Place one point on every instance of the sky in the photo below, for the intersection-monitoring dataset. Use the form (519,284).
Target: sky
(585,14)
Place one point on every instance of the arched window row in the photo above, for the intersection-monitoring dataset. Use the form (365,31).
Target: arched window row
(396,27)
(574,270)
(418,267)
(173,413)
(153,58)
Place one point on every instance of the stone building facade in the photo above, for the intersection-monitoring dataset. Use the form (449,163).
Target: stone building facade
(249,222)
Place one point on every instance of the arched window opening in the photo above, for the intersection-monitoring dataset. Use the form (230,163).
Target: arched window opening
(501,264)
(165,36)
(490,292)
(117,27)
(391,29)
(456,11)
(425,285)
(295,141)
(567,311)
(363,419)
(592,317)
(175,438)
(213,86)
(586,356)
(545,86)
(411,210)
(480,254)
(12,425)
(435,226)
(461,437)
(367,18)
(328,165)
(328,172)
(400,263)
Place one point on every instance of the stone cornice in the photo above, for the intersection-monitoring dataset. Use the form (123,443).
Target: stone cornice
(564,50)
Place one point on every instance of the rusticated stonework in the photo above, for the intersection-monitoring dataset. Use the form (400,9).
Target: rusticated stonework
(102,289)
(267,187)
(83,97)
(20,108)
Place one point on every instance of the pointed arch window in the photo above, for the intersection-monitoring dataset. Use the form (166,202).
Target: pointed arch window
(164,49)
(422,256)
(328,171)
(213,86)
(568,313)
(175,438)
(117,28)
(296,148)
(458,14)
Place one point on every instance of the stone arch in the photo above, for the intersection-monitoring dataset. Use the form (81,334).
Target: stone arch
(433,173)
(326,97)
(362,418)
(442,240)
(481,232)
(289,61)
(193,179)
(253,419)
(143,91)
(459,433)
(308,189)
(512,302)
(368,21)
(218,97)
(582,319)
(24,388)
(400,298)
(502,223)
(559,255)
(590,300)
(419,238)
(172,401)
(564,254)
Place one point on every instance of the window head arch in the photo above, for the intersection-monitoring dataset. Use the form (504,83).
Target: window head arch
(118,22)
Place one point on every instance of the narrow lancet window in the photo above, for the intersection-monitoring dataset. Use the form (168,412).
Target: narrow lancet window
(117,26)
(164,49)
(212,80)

__Short exercise__. Please write out all of the lines above again, substituting "facade-survey" for "intersection-monitoring" and changing nothing else.

__Complete answer__.
Place one point on every instance of the sky in the photo below, for the facade-survey dataset. Use the form (519,284).
Target: sky
(585,14)
Place one point on every instance of the arched window row in the photo above, for the facade-survey dataset. Use the form (365,31).
Target: arched window row
(396,27)
(574,270)
(418,267)
(173,413)
(153,58)
Place one point on every instance of the stone building facade in the photo above, for the facade-survey dataset. Use the form (449,163).
Target: stone building facade
(249,222)
Place one point on every instance of the arched window opening in the photo above, for the facade-survey dataset. Use the form (230,163).
Target: arched window opening
(501,264)
(165,36)
(490,292)
(117,27)
(391,29)
(456,11)
(425,285)
(295,141)
(567,311)
(363,419)
(592,317)
(175,438)
(213,86)
(586,356)
(545,86)
(411,210)
(480,254)
(12,425)
(435,226)
(461,437)
(367,18)
(328,165)
(328,172)
(400,263)
Place one point on every instance of the stone cornice in the photo above, for the facade-survey dataset. Use the form (123,443).
Target: stone cornice
(564,50)
Place one point on every instance of the rusticated stonework in the photo above, for the facade-survey dataset. Use the form (400,9).
Target: rusticated stonework
(102,289)
(267,187)
(83,97)
(20,108)
Place one point on every instance of the pointed arch window in the photo above, for the facade-survey dataset. Use the form (166,202).
Target: pointed arch window
(164,49)
(422,256)
(328,171)
(213,86)
(568,313)
(175,438)
(117,28)
(296,148)
(458,14)
Place one point on every instance of the stone arch in the photo above, for the facade-survey dataset. Use the form (81,334).
Target: stone arch
(433,173)
(326,97)
(362,418)
(442,240)
(481,232)
(289,61)
(193,179)
(253,419)
(143,91)
(459,433)
(308,189)
(512,302)
(368,21)
(218,97)
(582,319)
(24,388)
(400,298)
(502,223)
(559,255)
(590,300)
(419,238)
(172,401)
(564,254)
Place one point on every instance of the window head arch in the photo above, for the facade-survey dataset. Use the form (504,83).
Target: window head arch
(118,22)
Place one point on every instance of the narrow lancet window in the photo above, for the facade-survey dataset. Use the form (168,412).
Target: narrow lancet window
(117,26)
(164,49)
(212,80)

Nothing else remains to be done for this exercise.